## YOUR INSTRUCTIONS
Recast every line of the items below as a Markdown table with the columns Row and Line. Put a row number in the first column and the line in the second, skipping blank lines.

## EXCERPTED RECORDS
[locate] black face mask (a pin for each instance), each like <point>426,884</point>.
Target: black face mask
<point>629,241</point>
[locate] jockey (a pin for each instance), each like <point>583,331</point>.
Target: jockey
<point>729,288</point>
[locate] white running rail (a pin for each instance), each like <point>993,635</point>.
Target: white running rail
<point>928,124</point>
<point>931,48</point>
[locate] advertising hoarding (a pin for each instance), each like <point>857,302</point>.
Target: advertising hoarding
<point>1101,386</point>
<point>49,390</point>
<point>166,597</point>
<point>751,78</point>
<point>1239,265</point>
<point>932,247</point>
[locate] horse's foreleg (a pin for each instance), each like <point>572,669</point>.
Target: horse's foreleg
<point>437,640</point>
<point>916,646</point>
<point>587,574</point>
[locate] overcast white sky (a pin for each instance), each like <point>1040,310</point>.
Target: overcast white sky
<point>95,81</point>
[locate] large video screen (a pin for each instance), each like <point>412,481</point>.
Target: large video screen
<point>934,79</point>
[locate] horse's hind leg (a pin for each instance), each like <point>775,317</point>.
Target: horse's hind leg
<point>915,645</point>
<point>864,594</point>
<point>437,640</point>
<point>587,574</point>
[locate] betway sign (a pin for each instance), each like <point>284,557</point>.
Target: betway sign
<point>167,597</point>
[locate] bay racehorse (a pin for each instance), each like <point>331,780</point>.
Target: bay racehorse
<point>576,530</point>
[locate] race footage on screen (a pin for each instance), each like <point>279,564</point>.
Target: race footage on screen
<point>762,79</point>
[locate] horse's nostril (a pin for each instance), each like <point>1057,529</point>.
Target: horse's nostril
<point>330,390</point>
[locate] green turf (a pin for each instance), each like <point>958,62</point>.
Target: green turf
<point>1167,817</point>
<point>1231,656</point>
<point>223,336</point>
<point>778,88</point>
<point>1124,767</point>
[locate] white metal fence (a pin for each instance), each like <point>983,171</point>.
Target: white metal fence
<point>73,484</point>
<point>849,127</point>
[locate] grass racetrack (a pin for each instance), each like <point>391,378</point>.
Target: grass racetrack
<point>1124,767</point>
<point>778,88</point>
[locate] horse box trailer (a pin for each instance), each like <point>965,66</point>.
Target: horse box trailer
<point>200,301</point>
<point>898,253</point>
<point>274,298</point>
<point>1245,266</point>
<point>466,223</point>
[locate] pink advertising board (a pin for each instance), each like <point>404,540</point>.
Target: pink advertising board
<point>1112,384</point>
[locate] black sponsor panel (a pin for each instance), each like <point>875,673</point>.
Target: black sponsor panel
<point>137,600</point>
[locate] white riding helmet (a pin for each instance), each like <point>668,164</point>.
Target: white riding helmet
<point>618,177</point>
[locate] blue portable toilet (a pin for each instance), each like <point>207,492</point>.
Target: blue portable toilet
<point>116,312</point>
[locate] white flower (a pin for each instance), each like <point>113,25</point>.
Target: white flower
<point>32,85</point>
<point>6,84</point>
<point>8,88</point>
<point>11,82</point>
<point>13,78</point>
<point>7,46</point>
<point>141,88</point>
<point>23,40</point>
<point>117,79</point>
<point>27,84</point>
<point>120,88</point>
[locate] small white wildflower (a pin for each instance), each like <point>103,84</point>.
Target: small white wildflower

## ANSWER FOR THIS EXERCISE
| Row | Line |
|---|---|
| 1 | [locate] black face mask (a pin for each instance), each like <point>426,884</point>. |
| 2 | Target: black face mask |
| 3 | <point>629,241</point> |
| 4 | [locate] jockey (a pin for each instance), each like <point>583,331</point>. |
| 5 | Target: jockey |
| 6 | <point>729,288</point> |
| 7 | [locate] white running rail (a pin for each instance), each like <point>993,635</point>. |
| 8 | Target: white running rail |
| 9 | <point>928,124</point> |
| 10 | <point>931,48</point> |
| 11 | [locate] advertising hoarding (a pin for each instance), each like <point>857,302</point>. |
| 12 | Target: advertising hoarding |
| 13 | <point>1101,386</point> |
| 14 | <point>49,390</point> |
| 15 | <point>166,597</point> |
| 16 | <point>751,78</point> |
| 17 | <point>1239,265</point> |
| 18 | <point>932,247</point> |
| 19 | [locate] horse's foreleg (a pin for each instance), each like <point>572,669</point>. |
| 20 | Target: horse's foreleg |
| 21 | <point>437,640</point> |
| 22 | <point>916,646</point> |
| 23 | <point>587,574</point> |
| 24 | [locate] overcast white sky (a pin for each instance), each like <point>1040,310</point>. |
| 25 | Target: overcast white sky |
| 26 | <point>95,81</point> |
| 27 | [locate] large video screen (a pin for each instance), each like <point>412,481</point>. |
| 28 | Target: large video screen |
| 29 | <point>934,79</point> |
| 30 | [locate] horse's hind leg (a pin for each instance), each like <point>775,317</point>. |
| 31 | Target: horse's hind leg |
| 32 | <point>915,645</point> |
| 33 | <point>864,594</point> |
| 34 | <point>437,640</point> |
| 35 | <point>587,574</point> |
| 36 | [locate] betway sign (a pin for each instance), each like <point>284,557</point>. |
| 37 | Target: betway sign |
| 38 | <point>167,597</point> |
| 39 | [locate] bay racehorse (a pin for each instance), each like <point>331,780</point>. |
| 40 | Target: bay racehorse |
| 41 | <point>576,530</point> |
| 42 | [locate] race footage on screen (a pin for each instance), each like <point>279,564</point>. |
| 43 | Target: race footage on screen |
| 44 | <point>762,79</point> |
| 45 | [locate] horse's nostril (a pin for each instance), each like <point>1057,529</point>. |
| 46 | Target: horse's nostril |
| 47 | <point>330,390</point> |
| 48 | [locate] green turf (a pin for each instance), each like <point>958,62</point>. |
| 49 | Target: green turf |
| 50 | <point>1167,817</point> |
| 51 | <point>1231,656</point> |
| 52 | <point>223,336</point> |
| 53 | <point>778,88</point> |
| 54 | <point>1124,767</point> |
| 55 | [locate] white metal fence (a pin for each instance), each like <point>983,171</point>. |
| 56 | Target: white metal fence |
| 57 | <point>73,484</point> |
| 58 | <point>849,127</point> |
| 59 | [locate] grass racetrack (a pin for each instance), each like <point>391,378</point>. |
| 60 | Target: grass racetrack |
| 61 | <point>1124,767</point> |
| 62 | <point>778,88</point> |
| 63 | [locate] horse box trailer (a pin for each instance), each like <point>965,66</point>. |
| 64 | Target: horse box trailer |
| 65 | <point>200,301</point> |
| 66 | <point>898,253</point> |
| 67 | <point>274,298</point> |
| 68 | <point>1245,266</point> |
| 69 | <point>466,223</point> |
| 70 | [locate] pink advertising board (a pin for each instance), each like <point>404,540</point>. |
| 71 | Target: pink advertising board |
| 72 | <point>1112,384</point> |
| 73 | [locate] black sponsor panel (a pin for each instance), each like <point>875,673</point>. |
| 74 | Target: black sponsor panel |
| 75 | <point>137,600</point> |
| 76 | [locate] white riding helmet (a pin for each instance), each like <point>668,164</point>. |
| 77 | Target: white riding helmet |
| 78 | <point>618,177</point> |
| 79 | [locate] blue portable toilet (a pin for each instance), each like <point>207,492</point>. |
| 80 | Target: blue portable toilet |
| 81 | <point>116,312</point> |
| 82 | [locate] white flower (a pin for each instance), each like <point>113,25</point>. |
| 83 | Target: white flower |
| 84 | <point>32,85</point> |
| 85 | <point>6,84</point> |
| 86 | <point>8,88</point> |
| 87 | <point>11,82</point> |
| 88 | <point>13,78</point> |
| 89 | <point>7,46</point> |
| 90 | <point>141,88</point> |
| 91 | <point>23,40</point> |
| 92 | <point>117,79</point> |
| 93 | <point>27,84</point> |
| 94 | <point>120,88</point> |
| 95 | [locate] small white wildflower (a pin for each instance), each like <point>103,84</point>. |
| 96 | Target: small white wildflower |